--- Extrait de page ---
Projets et perte de sens

 On pourrait penser que les qualités de travail peuvent se mesurer à l’aune des capacités des professionnels à penser et mettre en œuvre des projets d’accompagnement des usagers. Formulée de cette manière, cette assertion témoigne d’une réalité tangible. Mais dans le même temps, les choses ne sont pas aussi simples. Les projets sont relativement standardisés dans leur forme (rédaction par type d’objectifs atteignables et mesurables, moyens disponibles identifiés, etc.), ce qui ne laisse pas beaucoup de part à la créativité professionnelle des acteurs (et peut-être pas non plus à une véritable expression des personnes concernées). Et surtout ils sont issus d’un mode de pensée auquel les professionnels n’ont pas contribué. Les référentiels de bonnes pratiques, instituées incidemment en normes (jamais formellement obligatoires, mais socialement et institutionnellement souvent rendues obligatoires) sont issus d’agences lointaines, et aussi justes que puissent être ces pratiques, elles ne peuvent se présenter que comme objet d’adhésion et d’appropriation hétéronome aux professionnels.

Quand la réalisation des projets personnalisés n’est pas l’application de bonnes pratiques, elle constitue, en termes de qualité, la concrétisation d’objectifs du projet d’établissement, dans le cadre de sa conformité aux normes ou aux réglementations relatives aux politiques publiques de la mission des établissements. Même lorsque le projet d’établissement est issu d’une démarche participative, il ne faut pas se faire d’illusion, il s’agit avant tout plus d’une modalité d’adhésion des professionnels au projet associatif ou d’établissement, lui-même contraint dans la mise en œuvre des politiques publiques, que d’une co-construction de ce projet d’établissement. Là encore le rapport au projet est hétéronome, sauf à considérer que la « servitude volontaire » est une alternative.
--- Données fournies ---
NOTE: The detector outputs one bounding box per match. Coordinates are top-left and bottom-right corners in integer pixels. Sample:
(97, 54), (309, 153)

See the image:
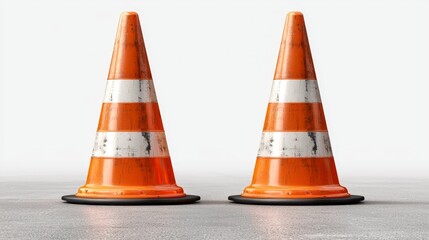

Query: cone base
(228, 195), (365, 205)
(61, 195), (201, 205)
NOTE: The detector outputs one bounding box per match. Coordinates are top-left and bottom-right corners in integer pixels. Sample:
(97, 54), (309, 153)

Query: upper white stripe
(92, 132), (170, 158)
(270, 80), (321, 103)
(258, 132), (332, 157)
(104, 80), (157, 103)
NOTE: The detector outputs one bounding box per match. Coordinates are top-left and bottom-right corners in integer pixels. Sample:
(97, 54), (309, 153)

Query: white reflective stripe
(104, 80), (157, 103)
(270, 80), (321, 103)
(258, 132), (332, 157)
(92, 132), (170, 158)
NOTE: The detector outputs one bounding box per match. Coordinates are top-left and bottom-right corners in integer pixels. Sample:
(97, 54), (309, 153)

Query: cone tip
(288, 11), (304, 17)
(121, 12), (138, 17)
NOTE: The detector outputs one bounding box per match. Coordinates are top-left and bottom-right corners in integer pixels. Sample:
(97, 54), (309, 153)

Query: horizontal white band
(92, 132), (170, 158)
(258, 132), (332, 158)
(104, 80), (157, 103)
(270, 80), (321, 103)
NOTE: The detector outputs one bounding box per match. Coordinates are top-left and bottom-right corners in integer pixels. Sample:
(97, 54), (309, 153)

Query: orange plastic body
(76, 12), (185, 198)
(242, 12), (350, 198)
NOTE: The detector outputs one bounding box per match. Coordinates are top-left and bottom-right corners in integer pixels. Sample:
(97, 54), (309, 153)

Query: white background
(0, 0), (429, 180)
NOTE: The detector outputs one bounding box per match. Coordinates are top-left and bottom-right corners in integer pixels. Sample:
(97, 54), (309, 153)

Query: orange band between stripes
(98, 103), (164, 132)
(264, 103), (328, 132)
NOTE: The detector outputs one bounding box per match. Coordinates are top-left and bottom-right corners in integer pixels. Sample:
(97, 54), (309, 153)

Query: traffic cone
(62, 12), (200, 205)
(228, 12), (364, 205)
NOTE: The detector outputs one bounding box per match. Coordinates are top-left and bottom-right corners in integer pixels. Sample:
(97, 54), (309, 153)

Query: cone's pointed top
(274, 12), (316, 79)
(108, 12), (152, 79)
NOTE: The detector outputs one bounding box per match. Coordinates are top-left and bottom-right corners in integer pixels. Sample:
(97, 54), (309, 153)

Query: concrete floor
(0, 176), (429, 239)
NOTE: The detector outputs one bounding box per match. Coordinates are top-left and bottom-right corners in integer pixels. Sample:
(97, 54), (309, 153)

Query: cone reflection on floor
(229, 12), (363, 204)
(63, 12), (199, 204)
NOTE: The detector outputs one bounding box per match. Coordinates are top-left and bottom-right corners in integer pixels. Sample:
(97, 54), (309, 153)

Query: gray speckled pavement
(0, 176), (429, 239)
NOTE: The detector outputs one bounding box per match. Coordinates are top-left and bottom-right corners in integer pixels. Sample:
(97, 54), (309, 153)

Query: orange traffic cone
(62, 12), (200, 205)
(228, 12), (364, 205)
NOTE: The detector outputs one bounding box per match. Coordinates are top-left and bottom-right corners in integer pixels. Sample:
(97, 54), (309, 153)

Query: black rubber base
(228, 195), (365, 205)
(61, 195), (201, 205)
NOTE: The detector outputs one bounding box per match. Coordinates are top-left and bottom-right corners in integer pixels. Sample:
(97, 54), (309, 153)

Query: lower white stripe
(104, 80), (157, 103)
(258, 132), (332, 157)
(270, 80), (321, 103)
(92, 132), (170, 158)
---
--- Données fournies ---
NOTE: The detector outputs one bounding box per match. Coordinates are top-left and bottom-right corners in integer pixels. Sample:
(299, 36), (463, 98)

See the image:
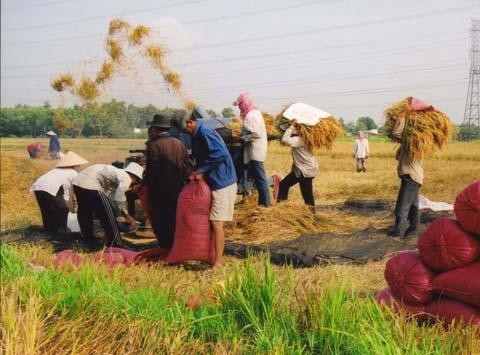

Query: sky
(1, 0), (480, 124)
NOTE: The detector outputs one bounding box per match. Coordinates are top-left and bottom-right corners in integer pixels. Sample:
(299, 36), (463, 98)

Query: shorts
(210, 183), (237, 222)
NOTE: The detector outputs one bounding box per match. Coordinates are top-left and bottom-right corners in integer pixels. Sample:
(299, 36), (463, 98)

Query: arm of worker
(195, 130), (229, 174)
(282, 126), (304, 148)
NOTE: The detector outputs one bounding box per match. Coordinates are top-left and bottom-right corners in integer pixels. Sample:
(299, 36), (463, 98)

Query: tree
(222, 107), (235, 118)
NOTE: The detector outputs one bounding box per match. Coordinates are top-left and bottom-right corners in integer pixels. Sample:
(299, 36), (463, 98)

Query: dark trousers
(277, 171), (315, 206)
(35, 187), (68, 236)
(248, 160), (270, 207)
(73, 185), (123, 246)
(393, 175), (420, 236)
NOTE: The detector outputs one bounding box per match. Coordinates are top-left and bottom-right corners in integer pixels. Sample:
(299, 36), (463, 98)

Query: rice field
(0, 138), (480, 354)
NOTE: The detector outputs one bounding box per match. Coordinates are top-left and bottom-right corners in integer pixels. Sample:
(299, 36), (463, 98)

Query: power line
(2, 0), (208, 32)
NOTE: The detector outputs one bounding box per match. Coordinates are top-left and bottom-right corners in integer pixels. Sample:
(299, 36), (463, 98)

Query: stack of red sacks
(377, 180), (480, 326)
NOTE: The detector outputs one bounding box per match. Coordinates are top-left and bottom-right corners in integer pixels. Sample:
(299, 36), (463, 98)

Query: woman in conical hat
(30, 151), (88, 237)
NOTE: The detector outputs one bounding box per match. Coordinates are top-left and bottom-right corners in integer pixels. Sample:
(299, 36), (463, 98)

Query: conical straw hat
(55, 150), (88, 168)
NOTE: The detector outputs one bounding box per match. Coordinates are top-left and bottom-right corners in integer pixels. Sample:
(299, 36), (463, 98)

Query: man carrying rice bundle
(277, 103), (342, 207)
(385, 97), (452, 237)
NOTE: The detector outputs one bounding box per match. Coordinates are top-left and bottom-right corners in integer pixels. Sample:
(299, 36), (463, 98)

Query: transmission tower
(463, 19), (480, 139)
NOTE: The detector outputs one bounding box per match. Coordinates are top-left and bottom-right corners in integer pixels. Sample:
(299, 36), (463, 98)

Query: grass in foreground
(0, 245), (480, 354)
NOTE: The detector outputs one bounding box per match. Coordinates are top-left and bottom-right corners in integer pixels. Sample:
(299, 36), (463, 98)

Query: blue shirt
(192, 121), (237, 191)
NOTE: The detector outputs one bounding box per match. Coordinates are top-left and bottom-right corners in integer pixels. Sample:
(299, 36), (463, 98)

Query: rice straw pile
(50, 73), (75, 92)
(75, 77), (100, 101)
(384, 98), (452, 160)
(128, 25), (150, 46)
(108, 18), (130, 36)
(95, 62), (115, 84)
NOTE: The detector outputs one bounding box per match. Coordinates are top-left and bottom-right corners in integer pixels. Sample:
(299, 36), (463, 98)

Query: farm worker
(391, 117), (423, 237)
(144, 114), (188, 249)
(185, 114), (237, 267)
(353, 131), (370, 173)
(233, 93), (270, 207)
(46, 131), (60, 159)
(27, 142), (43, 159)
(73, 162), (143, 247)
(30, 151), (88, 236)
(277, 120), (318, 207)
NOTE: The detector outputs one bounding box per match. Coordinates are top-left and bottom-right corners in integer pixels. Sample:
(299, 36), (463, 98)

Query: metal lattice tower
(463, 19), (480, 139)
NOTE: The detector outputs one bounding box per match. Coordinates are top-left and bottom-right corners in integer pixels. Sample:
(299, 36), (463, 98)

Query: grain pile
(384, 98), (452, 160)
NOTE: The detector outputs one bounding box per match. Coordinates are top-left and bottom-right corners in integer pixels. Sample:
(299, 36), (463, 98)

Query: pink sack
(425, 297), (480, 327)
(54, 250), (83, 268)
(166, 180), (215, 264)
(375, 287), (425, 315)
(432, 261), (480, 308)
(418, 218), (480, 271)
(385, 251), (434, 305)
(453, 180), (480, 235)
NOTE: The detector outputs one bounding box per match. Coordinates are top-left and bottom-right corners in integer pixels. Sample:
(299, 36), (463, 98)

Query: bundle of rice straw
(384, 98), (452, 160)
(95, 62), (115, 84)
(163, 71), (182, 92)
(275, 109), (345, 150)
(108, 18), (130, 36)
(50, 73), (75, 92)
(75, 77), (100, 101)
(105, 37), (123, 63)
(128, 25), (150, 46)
---
Action demandée: Rédigez la suite de l'extrait sur les projets et la perte de sens, en reprenant juste après sa dernière phrase.

Réponse:
L’illustre bien la mise en œuvre du projet SERAFIN-PH, dont l’objectif premier est avant tout un objectif de tarification (tout à fait pertinent au demeurant) identifié par des fonctions de gestion et logistiques, auxquels sont articulés des éléments de besoins et des éléments de prestations, listés dans des nomenclatures. La conception d’un projet personnalisé, basé sur les besoins identifiés par et avec la personne, fait piètre figure face aux impératifs de l’organisation des prestations, des contraintes de l’organisation et des limites des ressources. Il s’agira autant d’être « au service de la personne » et de son émancipation qu’à se conformer (et à se soumettre) aux nouvelles pratiques d’organisation de l’accompagnement.

De nombreux professionnels engagent pourtant un véritable investissement dans les différents moments de l’élaboration de ces projets d’accompagnement. De la préoccupation de connaitre les besoins et les demandes des usagers à la recherche d’objectifs identifiables et mesurables, de nombreux professionnels ont radicalement modifié leurs pratiques professionnelles. Mais parfois il ne s’agit que de modifications de surface. Lorsqu’il s’agit d’abord et avant tout de se conformer à des protocoles et des recommandations de plus en plus nombreux, le sens de l’accompagnement ou de la « relations clinique » disparait bien souvent. Le cadre rédactionnel imposé, dont la réalisation devient un objectif professionnel, devient un refuge fermant la porte à la liberté de pensée et d’action, à la créativité professionnelle, que l’on observe dans l’homogénéité de la rédaction des projets d’accompagnement.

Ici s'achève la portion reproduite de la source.